JOB 1:
Do these statements agree with the SQL Server purging thread? (a) The main tables have cascading deletes set up for owned rows in detail tables. (b) The unconditional DELETE worked because the constraint quietly skipped referenced rows. (c) The best answer proposes views that return only rows whose foreign key relationships have all been broken. Give yes or no for each, with the deciding words quoted.
JOB 2:
Could you carry on the SQL Server purging thread from the point where it stops?

___ EXCERPT PROVIDED ___

Sql-server – Purging of unreferenced data via unconditional DELETE, by leaning on foreign key constraints

constraintdatabase-designforeign keysql serversql server 2014

I'm designing a database from which old data has to be purged regularly for legal reasons, and I'm trying to figure out the best way to organise the purging.

Dealing with the main tables is trivial, since they all have a month column and cascading deletes are set up for all owned rows in detail tables. So I can simply iterate over a list of these "master" tables and delete rows older than a given month.

However, there are some tables for which things aren't that simple. They can be referenced from quite a few other tables but their rows have to disappear when they are no longer referenced (because of data protection laws).

I could write some code find out which rows in a certain table aren't referenced anywhere else, based on the foreign key meta data in the database schema.

However, I'd rather lean on the foreign key constraints instead and simply use the moral equivalent of DELETE FROM @TableName. The constraints keep referenced rows from getting deleted and all unreferenced rows disappear as intended. Hence I would make simply make a second list of table names to which the unconditional DELETE should be applied during a purge, and that's it.

That solution would certainly be ideal: you can't make it any simpler, and it is directly based on the declared database schema, i.e. the foreign key constraints.

Would that be considered acceptable practice? Are there any drawbacks*?

*) apart from the fact that the consequences of someone dropping a required foreign key constraint are not only unusually dire but also unusually delayed (until the next purge at the end of the year)

Additional considerations

I found the fly in the ointment: the constraint not only blocks the deletion, it also results in an error state and abortion of the current statement. Hence the scheme doesn't work as is. Back to the drawing board then… Any pointers welcome.

Best Answer

One option would be to create views for these "inconvenient" tables that only return rows where all foreign key relationships have been broken. Then you could do unconditional deletes from those views.

___ DATA ENTRIES ___

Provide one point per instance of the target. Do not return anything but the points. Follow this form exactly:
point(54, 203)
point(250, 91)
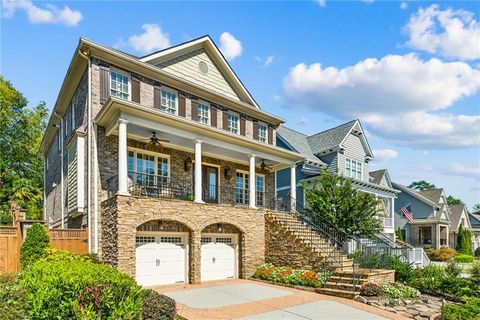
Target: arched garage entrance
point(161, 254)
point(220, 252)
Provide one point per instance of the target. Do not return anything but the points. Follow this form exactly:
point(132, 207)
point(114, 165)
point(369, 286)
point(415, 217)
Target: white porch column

___
___ DATA ENTRIES ___

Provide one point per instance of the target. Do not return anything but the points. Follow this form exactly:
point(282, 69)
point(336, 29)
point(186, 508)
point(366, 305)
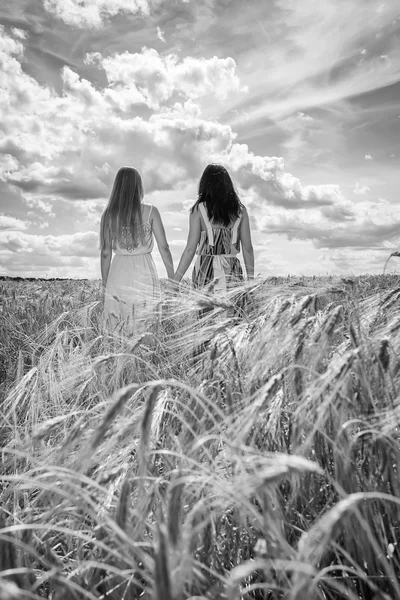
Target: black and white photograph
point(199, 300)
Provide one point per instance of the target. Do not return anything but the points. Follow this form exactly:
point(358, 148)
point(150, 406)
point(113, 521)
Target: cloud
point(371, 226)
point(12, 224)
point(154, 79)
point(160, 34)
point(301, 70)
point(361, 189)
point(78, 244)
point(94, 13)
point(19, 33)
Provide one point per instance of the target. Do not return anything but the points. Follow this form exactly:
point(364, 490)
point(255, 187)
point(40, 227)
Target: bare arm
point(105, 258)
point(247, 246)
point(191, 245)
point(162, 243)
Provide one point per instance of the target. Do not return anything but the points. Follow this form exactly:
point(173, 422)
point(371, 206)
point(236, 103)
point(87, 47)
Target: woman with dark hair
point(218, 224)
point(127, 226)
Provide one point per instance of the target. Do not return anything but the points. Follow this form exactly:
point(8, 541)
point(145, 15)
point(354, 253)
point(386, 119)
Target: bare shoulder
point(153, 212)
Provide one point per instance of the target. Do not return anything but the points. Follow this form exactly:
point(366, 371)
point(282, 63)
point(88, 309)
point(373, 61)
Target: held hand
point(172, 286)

___
___ DATA ENTRIES ___

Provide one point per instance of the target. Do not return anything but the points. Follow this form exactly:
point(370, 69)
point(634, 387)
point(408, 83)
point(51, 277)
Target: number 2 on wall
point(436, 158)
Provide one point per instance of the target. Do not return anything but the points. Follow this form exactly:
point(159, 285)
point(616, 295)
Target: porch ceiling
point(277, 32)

___

WRITTEN ANSWER 1:
(a) Yes: "cascading deletes are set up for all owned rows in detail tables"
(b) No: "the constraint not only blocks the deletion, it also results in an error state and abortion of the current statement"
(c) Yes: "create views for these "inconvenient" tables that only return rows where all foreign key relationships have been broken"

WRITTEN ANSWER 2:
You would have the overhead of coding each of these views*, but that's a one-time startup cost. This is essentially the same as what you mentioned already:

I could write some code find out which rows in a certain table aren't referenced anywhere else

But in the end, you will have the "unconditional deletes" in your cleanup job.

Note: the approach below would not scale well on really large tables without indexes, and potentially some form of batching (e.g., putting a TOP 100 and ORDER BY in the view definition

Say you have two "main tables" that reference this "inconvenient table" (the one you need to remove rows from when they are no longer referenced:

CREATE TABLE dbo.InconvenientTable
(
    Id int IDENTITY(1,1) NOT NULL,
    [Description] varchar(10) NOT NULL,

    CONSTRAINT PK_InconvenientTable 
        PRIMARY KEY (Id)
);
GO

CREATE TABLE dbo.MainTable1
(
    Id int IDENTITY(1,1) NOT NULL,
    [Description] varchar(10) NOT NULL,
    InconvenientTableId int NOT NULL,

    CONSTRAINT FK_MainTable1_InconvenientTable 
        FOREIGN KEY (InconvenientTableId)
        REFERENCES dbo.InconvenientTable (Id)
);

CREATE TABLE dbo.MainTable2
(
    Id int IDENTITY(1,1) NOT NULL,
    [Description] varchar(10) NOT NULL,
    InconvenientTableId int NOT NULL,

    CONSTRAINT FK_MainTable2_InconvenientTable 
        FOREIGN KEY (InconvenientTableId)
        REFERENCES dbo.InconvenientTable (Id)
);

The inconvenient table has 3 rows, all 3 of which are referenced in MainTable1, while only 1 is referenced in MainTable2.

INSERT INTO dbo.InconvenientTable
    ([Description])
VALUES
    ('One'),
    ('Two'),
    ('Three');
GO

INSERT INTO dbo.MainTable1
    ([Description], InconvenientTableId)
VALUES
    ('One', 1),
    ('Two', 2),
    ('Three', 3);

INSERT INTO dbo.MainTable2
    ([Description], InconvenientTableId)
VALUES
    ('Two', 2);

Now we need a view that shows all rows in dbo.InconvenientTable that are not referenced by the two main tables:

CREATE VIEW dbo.InconvenientTable_RowsToDelete
AS
SELECT it.*
FROM dbo.InconvenientTable it
WHERE 
    NOT EXISTS (SELECT NULL FROM dbo.MainTable1 mt1 WHERE mt1.InconvenientTableId = it.Id)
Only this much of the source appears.